Copy the items from the line with "Rules: pick out every instance of the soup" to the line with "point(70, 122)", both included, word for word, and leave the pictures out of your copy.

DATA EXTRACT →
···

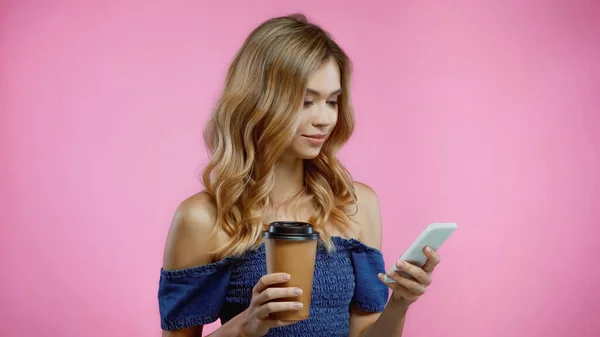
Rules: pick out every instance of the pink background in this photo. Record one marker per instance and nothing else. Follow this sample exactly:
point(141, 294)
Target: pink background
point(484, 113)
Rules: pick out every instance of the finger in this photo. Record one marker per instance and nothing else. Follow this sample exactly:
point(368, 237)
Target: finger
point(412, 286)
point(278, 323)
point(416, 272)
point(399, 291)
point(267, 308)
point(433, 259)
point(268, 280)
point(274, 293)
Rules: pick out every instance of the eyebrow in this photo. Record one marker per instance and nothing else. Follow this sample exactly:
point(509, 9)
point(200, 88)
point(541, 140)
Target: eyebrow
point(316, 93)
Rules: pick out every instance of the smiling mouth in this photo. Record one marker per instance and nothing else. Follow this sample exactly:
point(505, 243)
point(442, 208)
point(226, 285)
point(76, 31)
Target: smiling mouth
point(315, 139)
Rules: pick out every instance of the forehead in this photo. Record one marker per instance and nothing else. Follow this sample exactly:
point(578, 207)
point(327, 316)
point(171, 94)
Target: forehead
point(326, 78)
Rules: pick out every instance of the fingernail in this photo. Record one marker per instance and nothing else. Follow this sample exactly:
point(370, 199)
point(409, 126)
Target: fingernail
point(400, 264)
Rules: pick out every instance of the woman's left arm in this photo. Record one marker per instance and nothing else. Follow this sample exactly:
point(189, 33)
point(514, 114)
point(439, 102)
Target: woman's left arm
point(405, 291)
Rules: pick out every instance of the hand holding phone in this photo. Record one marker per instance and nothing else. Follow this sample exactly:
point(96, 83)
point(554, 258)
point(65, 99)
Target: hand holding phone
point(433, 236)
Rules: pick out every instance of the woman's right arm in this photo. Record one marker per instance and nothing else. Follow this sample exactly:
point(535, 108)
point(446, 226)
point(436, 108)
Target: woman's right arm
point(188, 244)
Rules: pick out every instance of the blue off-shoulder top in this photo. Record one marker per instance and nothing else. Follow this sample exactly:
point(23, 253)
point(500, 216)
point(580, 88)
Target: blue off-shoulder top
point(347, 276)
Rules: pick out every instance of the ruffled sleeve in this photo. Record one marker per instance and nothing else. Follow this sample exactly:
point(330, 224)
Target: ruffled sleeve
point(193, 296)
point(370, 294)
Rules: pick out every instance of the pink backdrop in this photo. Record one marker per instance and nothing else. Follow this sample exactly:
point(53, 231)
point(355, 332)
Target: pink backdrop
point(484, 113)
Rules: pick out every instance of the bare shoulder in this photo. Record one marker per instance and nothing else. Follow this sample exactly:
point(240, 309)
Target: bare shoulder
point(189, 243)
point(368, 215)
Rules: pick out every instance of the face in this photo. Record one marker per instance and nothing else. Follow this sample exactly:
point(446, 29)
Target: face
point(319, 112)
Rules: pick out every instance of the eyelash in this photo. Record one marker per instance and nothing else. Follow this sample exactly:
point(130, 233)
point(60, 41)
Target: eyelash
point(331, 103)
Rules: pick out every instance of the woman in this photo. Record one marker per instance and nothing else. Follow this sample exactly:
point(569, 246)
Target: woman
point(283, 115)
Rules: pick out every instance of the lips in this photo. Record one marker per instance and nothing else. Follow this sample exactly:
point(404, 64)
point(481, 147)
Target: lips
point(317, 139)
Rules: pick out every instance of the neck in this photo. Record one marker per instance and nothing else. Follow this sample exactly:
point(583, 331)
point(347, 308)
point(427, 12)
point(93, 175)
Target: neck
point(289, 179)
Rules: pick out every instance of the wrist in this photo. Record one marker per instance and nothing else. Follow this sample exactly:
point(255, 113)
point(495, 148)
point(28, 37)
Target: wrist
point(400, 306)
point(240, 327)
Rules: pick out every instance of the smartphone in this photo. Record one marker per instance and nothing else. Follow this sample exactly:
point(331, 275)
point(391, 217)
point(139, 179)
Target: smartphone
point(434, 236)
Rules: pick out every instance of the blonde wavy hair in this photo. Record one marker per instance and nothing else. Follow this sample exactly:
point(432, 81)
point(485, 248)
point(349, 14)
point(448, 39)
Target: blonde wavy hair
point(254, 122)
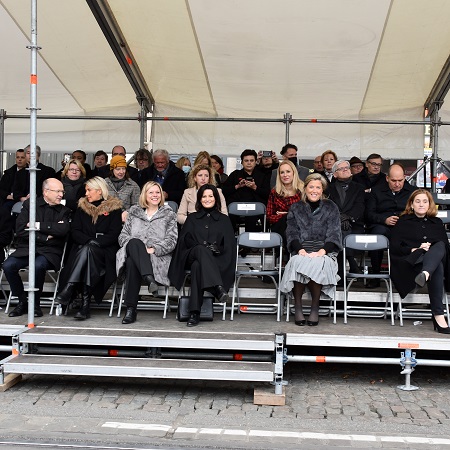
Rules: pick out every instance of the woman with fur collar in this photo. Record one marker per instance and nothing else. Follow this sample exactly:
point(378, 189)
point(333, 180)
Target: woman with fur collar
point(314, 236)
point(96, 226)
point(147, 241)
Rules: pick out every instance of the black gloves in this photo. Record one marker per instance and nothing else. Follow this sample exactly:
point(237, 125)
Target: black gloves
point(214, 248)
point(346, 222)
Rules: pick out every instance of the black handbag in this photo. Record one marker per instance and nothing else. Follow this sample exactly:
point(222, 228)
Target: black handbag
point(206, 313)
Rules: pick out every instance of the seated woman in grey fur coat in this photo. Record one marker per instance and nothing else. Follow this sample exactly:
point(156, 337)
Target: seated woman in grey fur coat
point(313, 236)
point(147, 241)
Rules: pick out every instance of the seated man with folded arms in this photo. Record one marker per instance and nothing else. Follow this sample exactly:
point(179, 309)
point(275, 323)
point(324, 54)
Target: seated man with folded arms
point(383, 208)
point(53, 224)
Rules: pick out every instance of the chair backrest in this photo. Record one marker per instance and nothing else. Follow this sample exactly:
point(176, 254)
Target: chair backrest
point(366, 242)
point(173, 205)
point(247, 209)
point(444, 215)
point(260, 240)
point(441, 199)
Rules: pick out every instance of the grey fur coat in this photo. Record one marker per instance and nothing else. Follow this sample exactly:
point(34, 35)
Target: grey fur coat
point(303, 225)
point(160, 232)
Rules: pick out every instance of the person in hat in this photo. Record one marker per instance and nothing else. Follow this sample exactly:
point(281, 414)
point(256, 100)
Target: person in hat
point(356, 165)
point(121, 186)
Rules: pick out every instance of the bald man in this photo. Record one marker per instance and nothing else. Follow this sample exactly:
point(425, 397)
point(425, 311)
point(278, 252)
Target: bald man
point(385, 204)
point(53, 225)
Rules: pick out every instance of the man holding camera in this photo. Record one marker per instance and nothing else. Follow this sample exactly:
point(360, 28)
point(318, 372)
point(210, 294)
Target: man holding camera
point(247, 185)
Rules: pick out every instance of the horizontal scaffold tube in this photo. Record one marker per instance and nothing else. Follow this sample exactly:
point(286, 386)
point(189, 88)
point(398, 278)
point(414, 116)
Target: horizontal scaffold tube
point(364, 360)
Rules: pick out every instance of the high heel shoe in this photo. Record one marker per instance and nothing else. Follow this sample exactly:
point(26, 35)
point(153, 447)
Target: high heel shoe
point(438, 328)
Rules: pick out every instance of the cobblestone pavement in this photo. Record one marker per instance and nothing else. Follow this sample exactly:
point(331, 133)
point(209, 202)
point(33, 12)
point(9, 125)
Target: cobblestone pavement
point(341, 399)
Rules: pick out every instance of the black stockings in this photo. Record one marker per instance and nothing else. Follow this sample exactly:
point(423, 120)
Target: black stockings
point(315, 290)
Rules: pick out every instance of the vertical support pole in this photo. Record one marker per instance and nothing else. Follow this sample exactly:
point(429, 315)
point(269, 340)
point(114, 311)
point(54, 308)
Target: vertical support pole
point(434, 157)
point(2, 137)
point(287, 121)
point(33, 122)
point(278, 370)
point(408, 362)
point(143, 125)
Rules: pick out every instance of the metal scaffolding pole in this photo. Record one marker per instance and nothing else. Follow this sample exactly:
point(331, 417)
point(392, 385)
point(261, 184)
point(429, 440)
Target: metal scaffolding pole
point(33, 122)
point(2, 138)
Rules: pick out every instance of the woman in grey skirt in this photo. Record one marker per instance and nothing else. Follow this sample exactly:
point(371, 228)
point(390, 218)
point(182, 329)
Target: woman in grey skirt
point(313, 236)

···

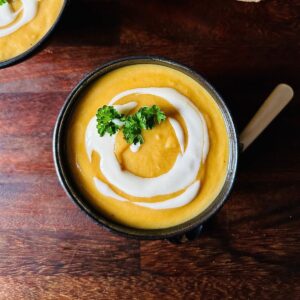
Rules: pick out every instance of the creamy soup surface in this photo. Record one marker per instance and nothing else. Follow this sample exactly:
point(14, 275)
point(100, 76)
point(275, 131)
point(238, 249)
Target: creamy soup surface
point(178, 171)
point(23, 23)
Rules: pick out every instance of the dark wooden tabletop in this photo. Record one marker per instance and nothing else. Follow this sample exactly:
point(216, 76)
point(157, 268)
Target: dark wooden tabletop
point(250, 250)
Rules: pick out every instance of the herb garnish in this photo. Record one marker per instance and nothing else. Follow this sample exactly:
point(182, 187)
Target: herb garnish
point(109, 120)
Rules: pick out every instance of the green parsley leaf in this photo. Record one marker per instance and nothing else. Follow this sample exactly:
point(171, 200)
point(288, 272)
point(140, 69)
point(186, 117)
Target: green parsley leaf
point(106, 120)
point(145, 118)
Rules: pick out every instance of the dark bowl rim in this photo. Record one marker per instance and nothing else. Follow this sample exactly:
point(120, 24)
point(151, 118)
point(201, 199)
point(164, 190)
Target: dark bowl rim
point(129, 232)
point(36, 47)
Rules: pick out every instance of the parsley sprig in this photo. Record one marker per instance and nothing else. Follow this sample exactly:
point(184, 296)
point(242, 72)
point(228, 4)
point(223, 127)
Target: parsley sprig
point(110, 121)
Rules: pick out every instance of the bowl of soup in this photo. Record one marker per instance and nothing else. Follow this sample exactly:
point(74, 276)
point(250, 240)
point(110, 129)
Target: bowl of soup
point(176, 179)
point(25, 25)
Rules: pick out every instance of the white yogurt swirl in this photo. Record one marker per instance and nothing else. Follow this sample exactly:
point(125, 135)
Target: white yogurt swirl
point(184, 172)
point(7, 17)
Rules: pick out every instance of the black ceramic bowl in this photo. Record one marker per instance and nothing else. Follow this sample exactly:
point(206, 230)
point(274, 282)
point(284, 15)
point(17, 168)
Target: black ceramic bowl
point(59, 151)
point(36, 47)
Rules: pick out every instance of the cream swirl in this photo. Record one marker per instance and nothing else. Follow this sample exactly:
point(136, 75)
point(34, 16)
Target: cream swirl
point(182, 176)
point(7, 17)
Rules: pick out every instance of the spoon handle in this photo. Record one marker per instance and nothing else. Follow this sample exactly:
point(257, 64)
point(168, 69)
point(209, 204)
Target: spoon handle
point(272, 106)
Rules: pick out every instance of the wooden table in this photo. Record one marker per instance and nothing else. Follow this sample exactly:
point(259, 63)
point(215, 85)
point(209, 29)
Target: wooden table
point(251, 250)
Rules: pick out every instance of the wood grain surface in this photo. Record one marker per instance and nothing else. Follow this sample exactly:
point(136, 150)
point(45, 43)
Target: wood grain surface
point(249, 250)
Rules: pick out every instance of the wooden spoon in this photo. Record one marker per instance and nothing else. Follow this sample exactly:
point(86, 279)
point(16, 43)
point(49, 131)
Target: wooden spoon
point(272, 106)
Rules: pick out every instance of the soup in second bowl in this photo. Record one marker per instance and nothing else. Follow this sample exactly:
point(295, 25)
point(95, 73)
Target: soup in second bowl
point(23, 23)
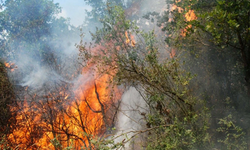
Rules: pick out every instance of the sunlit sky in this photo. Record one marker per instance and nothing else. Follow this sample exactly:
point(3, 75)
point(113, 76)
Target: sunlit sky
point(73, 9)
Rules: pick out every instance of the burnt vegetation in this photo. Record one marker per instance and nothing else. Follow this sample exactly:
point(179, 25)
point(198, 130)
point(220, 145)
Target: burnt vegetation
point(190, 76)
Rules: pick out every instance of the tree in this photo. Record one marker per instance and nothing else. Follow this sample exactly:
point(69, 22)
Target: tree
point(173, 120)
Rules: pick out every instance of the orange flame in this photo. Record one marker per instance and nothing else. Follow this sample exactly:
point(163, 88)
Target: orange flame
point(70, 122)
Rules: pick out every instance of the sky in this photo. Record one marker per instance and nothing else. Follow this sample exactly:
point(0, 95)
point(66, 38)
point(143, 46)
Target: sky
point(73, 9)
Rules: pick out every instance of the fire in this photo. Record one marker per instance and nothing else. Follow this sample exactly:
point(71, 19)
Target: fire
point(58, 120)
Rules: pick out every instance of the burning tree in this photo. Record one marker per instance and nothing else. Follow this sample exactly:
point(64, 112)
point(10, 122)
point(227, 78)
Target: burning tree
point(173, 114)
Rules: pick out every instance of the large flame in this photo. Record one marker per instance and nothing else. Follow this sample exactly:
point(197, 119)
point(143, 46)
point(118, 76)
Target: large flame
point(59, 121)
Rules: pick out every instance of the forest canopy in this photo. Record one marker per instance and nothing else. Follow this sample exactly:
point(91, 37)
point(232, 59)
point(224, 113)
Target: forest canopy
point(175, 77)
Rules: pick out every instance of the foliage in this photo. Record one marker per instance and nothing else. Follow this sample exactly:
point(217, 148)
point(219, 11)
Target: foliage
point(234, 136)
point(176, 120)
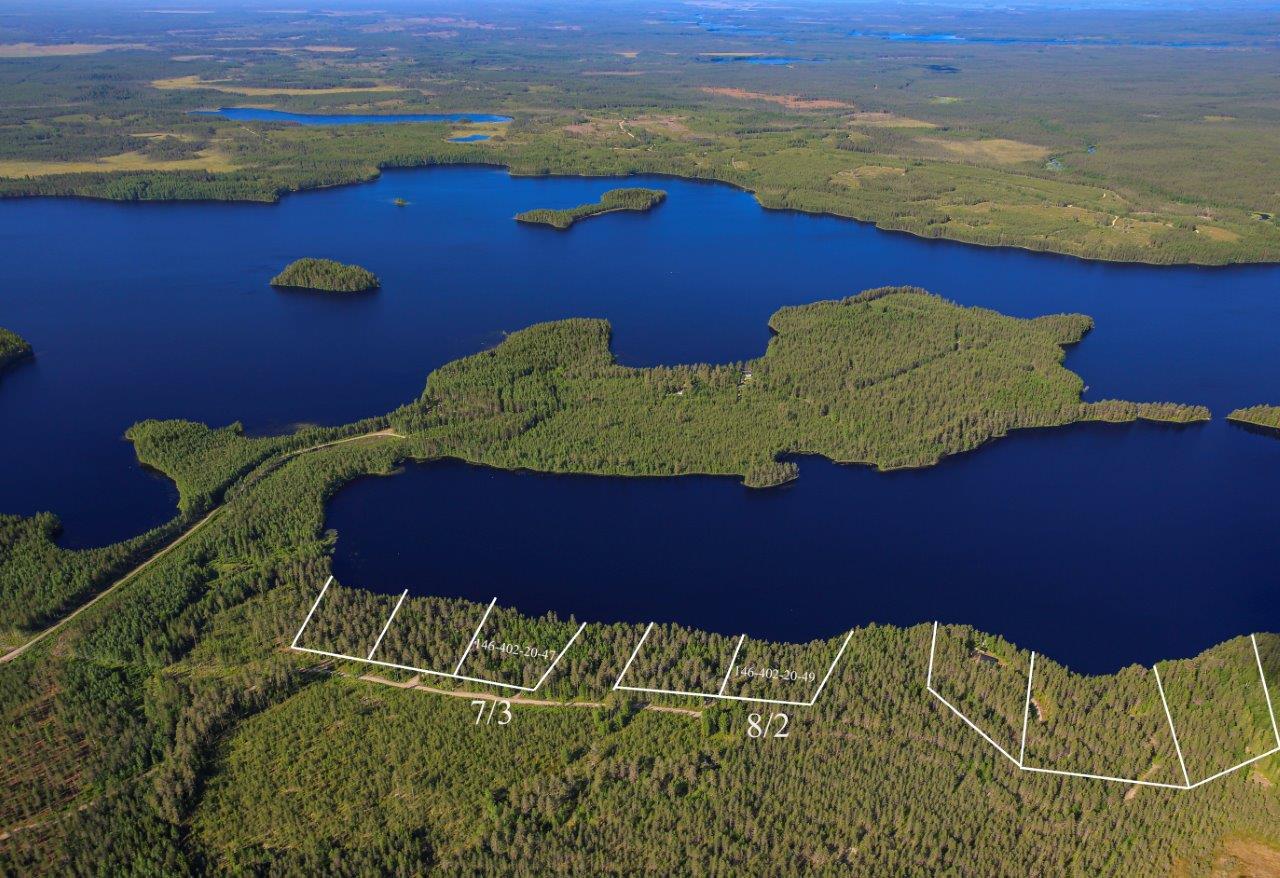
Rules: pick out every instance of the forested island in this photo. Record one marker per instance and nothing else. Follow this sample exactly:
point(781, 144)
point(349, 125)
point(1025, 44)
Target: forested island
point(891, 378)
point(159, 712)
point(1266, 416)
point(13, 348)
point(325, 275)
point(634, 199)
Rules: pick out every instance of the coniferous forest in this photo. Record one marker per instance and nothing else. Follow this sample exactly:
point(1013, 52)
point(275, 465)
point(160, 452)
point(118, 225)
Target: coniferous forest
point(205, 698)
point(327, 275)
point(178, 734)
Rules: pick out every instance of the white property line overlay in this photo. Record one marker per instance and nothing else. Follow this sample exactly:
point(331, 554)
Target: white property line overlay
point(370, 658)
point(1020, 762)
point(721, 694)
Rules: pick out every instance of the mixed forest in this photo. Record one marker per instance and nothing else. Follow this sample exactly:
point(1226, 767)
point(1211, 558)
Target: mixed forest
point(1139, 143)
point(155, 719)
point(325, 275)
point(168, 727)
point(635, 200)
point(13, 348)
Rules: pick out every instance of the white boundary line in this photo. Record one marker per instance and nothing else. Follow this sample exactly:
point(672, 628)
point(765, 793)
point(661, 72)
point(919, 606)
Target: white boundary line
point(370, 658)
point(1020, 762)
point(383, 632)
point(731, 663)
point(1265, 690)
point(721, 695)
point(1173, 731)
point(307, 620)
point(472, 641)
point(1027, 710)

···

WRITTEN SOLUTION →
Rules: pick out every instance of the soup in second bowl in this photo. Record one marker per instance and nothing else. Follow this sample exactly:
point(295, 25)
point(95, 73)
Target: soup in second bowl
point(23, 23)
Rules: pick out every instance of the sunlit sky in this photo. Record one marker per instance and nothing else. Follow this sample exactly:
point(3, 75)
point(113, 76)
Target: sunlit sky
point(73, 9)
Rules: pick out every instance of the burnt vegetation in this photo. Record one marker per instance and nothing else. Follow this sample exactly:
point(179, 25)
point(198, 130)
point(220, 145)
Target: burnt vegetation
point(190, 76)
Rules: pick out every instance of the tree in this photo. Record one marker per instance and nothing else. Follow this sample exactly:
point(69, 22)
Target: tree
point(173, 120)
Rules: pick out every instance of the orange flame in this photo. Record one marker per instance and nothing else. Follow this sample exactly:
point(163, 88)
Target: orange flame
point(70, 122)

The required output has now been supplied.